* **SUPPLIED PASSAGE**:
········

Walmart Poised To Receive Final Clearance In Midtown Miami

Walmart appears to be on the verge of victory in a battle to build a store in Midtown Miami.

Opponents of the store filed a lawsuit earlier this year challenging the city’s decision to grant a construction permit. Neighborhood activists submitted arguments in court last week claiming that the Miami 21 zoning code only allows a maximum of three loading berths, while Walmart is planning five. The code however, is clearly stating that three berths are a minimum requirement, despite using language that says ‘three berths total’:

 

627.2.15. 627.1.17. Off-Street Loading.

The off-street loading requirements shall be as follows:

1. For residential uses:
(a) Berth minimum to be twelve (12) by thirty-five (35) feet by fifteen (15) feet in height;
(b) One (1) berth for every one hundred twenty (120) residential units or fraction thereof.

2. For non-residential uses:
(a) Berth minimum to be twelve (12) by fifty-five (55) feet by fifteen (15) feet in height;
(b) For non-residential floor area of twenty-five thousand (25,000) up to fifty thousand
(50,000) square feet, one (1) berth total. No berths are required for floor area less than
twenty-five thousand (25,000) square feet;
(c) For non-residential floor area up to one hundred thousand (100,000) square feet, two
(2) berths total;
(d) For non-residential floor area up to two hundred fifty thousand (250,000) square feet,
three (3) berths total;
(e) For non-residential floor area up to five hundred thousand (500,000) square feet, four
(4) berths total.

········

* **PROVIDED MATERIAL**:
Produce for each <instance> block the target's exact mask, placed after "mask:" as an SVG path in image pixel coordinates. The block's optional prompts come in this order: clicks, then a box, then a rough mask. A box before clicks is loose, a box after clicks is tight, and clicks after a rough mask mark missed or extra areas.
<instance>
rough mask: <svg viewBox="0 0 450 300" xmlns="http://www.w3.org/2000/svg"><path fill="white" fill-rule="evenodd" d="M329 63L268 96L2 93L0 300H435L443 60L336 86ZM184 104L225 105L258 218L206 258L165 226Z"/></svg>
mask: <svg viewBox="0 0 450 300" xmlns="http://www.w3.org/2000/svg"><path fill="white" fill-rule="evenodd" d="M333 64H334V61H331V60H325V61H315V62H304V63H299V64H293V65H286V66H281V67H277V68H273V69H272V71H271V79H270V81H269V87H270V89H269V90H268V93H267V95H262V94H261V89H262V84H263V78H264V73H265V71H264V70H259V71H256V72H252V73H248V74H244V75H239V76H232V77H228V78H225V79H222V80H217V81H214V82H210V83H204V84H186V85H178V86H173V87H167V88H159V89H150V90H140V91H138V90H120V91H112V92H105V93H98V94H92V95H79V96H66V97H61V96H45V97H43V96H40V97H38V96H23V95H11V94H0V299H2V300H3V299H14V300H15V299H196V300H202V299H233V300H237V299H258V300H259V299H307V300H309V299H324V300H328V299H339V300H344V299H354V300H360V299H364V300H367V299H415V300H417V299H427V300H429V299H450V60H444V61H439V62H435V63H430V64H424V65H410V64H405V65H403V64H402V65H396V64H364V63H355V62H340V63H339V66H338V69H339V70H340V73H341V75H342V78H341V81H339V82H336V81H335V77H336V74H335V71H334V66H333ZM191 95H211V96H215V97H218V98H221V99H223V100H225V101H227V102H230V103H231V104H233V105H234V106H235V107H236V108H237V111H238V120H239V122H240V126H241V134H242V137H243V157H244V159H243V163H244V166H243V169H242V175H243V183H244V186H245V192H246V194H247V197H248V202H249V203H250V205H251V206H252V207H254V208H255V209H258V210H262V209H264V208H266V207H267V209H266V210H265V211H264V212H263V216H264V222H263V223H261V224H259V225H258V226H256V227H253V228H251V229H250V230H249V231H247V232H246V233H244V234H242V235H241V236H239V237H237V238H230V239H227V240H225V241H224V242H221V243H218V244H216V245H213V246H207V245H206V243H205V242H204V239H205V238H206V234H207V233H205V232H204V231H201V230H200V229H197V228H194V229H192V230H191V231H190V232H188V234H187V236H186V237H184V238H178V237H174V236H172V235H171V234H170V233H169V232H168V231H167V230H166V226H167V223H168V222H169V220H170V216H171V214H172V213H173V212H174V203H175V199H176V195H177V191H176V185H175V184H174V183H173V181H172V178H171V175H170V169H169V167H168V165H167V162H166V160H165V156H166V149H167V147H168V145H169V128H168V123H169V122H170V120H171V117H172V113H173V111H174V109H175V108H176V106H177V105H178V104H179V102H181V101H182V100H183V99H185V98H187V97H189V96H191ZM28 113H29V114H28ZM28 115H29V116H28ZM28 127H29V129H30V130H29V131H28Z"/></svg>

········

* **QUESTIONS**:
**1.** Using the article on Walmart's Midtown Miami store, explain in one to three sentences why the neighborhood activists argued in court that the planned store breaks the zoning code.
**2.** According to the zoning code excerpt in the Walmart article, what is the minimum size of a loading berth for non-residential uses?
**3.** Continue the article on Walmart's Midtown Miami store from the point where its text ends.

* **TASK RESULTS**:
**1.** The activists argued that the Miami 21 zoning code allows no more than three loading berths. Walmart is planning five, so by their reading the store exceeds what the code permits.

**2.** Twelve by fifty-five feet, and fifteen feet in height.

**3.**
 

In the unlikely event that the court ruled in favor of the activists, Walmart could still come back with plans for a store with fewer berths, though it would delay construction. A decision from the court is expected within two weeks.

The activists are represented by attorney Paul Savage, who failed last week in his attempts to stop a board from voting to allow zoning changes needed for Miami Worldcenter.

 

Update: In response to numerous requests by Grant Stern, we have updated the code posted above. We have also retained the original posting with strike through, to demonstrate that the language is essentially identical. Our criticism of the opposition remains unchanged.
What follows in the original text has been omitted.